Repeat the data that follows, word for word, without the images.

-- Begin Records provided --

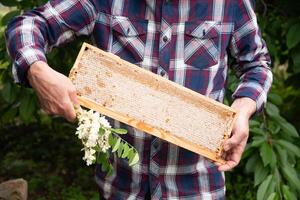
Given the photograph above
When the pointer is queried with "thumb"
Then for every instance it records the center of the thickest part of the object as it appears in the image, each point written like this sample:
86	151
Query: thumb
234	140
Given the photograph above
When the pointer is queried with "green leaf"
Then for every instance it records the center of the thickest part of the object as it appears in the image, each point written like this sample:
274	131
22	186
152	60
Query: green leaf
120	149
288	195
9	93
116	145
125	150
112	140
275	98
9	16
260	173
272	110
119	131
282	153
257	131
293	36
254	123
134	159
267	154
9	3
27	107
257	141
272	196
286	126
289	146
296	61
262	189
291	175
101	158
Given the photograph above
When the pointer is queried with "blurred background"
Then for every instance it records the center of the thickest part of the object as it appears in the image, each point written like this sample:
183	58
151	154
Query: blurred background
44	150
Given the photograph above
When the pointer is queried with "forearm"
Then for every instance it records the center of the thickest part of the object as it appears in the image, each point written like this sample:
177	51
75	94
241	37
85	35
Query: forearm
30	36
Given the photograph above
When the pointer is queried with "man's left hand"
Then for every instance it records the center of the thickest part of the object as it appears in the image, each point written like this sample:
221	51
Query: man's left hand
235	145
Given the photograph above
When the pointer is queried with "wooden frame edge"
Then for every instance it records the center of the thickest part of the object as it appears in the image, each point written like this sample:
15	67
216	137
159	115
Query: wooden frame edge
151	130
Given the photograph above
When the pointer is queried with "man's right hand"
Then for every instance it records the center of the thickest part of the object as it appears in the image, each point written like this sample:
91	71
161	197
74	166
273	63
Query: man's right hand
56	93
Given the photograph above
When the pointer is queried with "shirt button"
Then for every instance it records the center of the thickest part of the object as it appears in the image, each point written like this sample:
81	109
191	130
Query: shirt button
165	38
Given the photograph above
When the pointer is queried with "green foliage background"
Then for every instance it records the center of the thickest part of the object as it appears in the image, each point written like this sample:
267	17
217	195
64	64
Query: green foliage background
45	152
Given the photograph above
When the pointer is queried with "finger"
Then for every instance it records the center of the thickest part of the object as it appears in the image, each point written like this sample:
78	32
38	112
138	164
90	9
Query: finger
73	97
236	139
233	158
69	111
229	165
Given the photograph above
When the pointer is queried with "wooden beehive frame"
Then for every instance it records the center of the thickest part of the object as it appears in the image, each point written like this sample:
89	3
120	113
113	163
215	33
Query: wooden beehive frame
153	83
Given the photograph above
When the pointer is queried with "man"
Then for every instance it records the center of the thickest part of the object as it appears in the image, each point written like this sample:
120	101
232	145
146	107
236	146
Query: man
186	41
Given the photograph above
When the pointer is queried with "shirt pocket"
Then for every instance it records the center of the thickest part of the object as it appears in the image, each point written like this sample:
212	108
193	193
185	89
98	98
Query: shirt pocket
129	38
202	44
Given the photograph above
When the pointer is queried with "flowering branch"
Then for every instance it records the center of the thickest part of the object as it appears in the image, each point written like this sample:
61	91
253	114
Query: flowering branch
97	136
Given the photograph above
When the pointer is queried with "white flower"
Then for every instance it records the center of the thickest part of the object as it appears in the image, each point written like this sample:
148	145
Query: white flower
103	121
89	156
89	124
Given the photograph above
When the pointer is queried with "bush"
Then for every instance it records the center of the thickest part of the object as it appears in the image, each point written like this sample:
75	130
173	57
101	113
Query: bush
44	150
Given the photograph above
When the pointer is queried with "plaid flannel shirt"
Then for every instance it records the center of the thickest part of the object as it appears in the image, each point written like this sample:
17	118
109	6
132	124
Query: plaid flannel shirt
186	41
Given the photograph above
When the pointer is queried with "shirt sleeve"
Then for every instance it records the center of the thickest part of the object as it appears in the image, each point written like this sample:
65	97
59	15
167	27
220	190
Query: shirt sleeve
30	36
253	62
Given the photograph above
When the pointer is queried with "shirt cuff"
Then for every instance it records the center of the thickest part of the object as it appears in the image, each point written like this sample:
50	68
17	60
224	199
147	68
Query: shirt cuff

-- End Records provided --

* Written response
Given the photograph above
When the pointer is queried with "thumb"
Then for every instance it records the center of the thickest part of the object as it appears in the image, each point written like this sample:
86	151
Query: thumb
234	140
Given the photograph above
When the pointer is queried with "green leaf"
Then for every instance it records the center of the thickest part of the object as it appears in the image, each point written like this sample:
274	131
22	186
152	60
Query: green leaf
120	149
288	195
9	93
116	145
125	150
112	140
275	98
9	16
260	173
272	110
119	131
282	153
257	131
293	36
254	123
134	159
267	154
9	3
27	107
257	141
272	196
286	126
289	146
296	61
262	189
291	175
101	158
Given the photograph above
When the pointer is queried with "blurred background"
Then for every instance it records the center of the thickest part of the object as it appears in the image, each point written like this sample:
183	58
151	154
Query: blurred background
44	150
Given the photograph above
When the pointer is queried with "forearm"
Then for every instance it records the center of the thickest part of the object as it appears in the image, each point written like this sample:
177	51
75	94
241	37
85	35
Query: forearm
30	36
Given the photograph above
When the pointer is queried with "man's left hand"
Then for every instance it records the center of the thickest part of the object as it appears in the image, each point written like this sample:
221	51
Query: man's left hand
235	145
Given the photograph above
When the pointer is queried with "wooden frame edge"
Then for every instance it records the center of the thickest part of the object as it appears in the image, each point written like this sample:
15	67
216	137
159	115
Query: wooden frame edge
151	130
Given the photograph above
When the pointer is queried with "man's right hand"
Then for every instance it records the center of the thickest part of the object as it appears in the image, each point written like this sample:
91	71
161	197
74	166
273	63
Query: man's right hand
56	93
Given the photograph above
When the pointer is queried with "shirt button"
Then for every instance it records the center of the thickest part of the object as it appears in the image, each point written like this sample:
81	109
191	130
Query: shirt button
165	38
Given the photograph above
When the pointer is queried with "green foliage background"
Then for every instance it records the center of the thickest part of the object as it appears in the image, each point written like this sample:
267	17
217	195
64	64
Query: green foliage background
45	152
Given the photograph above
When the pointer is queried with "finger"
Then for every instance it records the center of the thickest part of the object as it appears in the image, each point written like this sample:
78	32
38	112
138	164
90	9
Query: finger
73	97
236	139
233	158
69	111
229	165
Given the photograph above
When the pointer is queried with "wooden beehive frame"
Then for every instance it records the center of the thickest part of the object as it appears in the image, each point written like this sample:
89	3
120	113
113	163
215	33
Query: wooden beehive frame
153	83
Given the photograph above
When the pointer is queried with "man"
Then for every instance it records the center of the thickest part of the object as it appears in the image, each point written like this sample:
120	101
232	145
146	107
236	146
Query: man
186	41
Given the photograph above
When the pointer is queried with "shirt pocket"
Then for every instance it records the center of the thickest part of the object as it appears in the image, each point written like this sample:
212	108
193	193
185	89
98	98
Query: shirt pocket
129	38
202	44
Given the photograph above
When the pointer is queried with "flowering branch"
Then for every instance it records the center of the thickest part of the object as it appears in the image, each point written like this sample:
61	91
253	114
Query: flowering branch
97	136
Given the photograph above
When the pointer is queried with "white flower"
Then for every instance it records the center of the thickest part of the object as it appears in the image, each point written like this sample:
148	145
Query: white flower
103	121
89	156
89	124
Given the photograph above
When the pointer is queried with "bush"
Then for every instance it records the center of the thickest part of the object as it appears in the image, each point written like this sample:
75	130
173	57
101	113
Query: bush
44	150
Given the photograph above
When the pointer is queried with "plaid flannel shirt"
Then for every instance it records the center of the thickest part of the object as it appears in the image, each point written like this sample:
17	118
109	6
132	124
Query: plaid flannel shirt
186	41
Given the photograph above
When the pointer is queried with "shirt sleeve"
Then for every instance it records the center of the thickest part of the object as it appears in the image, each point written like this sample:
65	97
59	15
167	27
220	190
Query: shirt sleeve
30	36
253	62
Given the photograph above
When the pointer is queried with "shirt cuff"
Then for every instance it records the center of the thickest part of the object as it appears in the image, each point written like this sample:
50	68
17	60
224	199
147	68
Query: shirt cuff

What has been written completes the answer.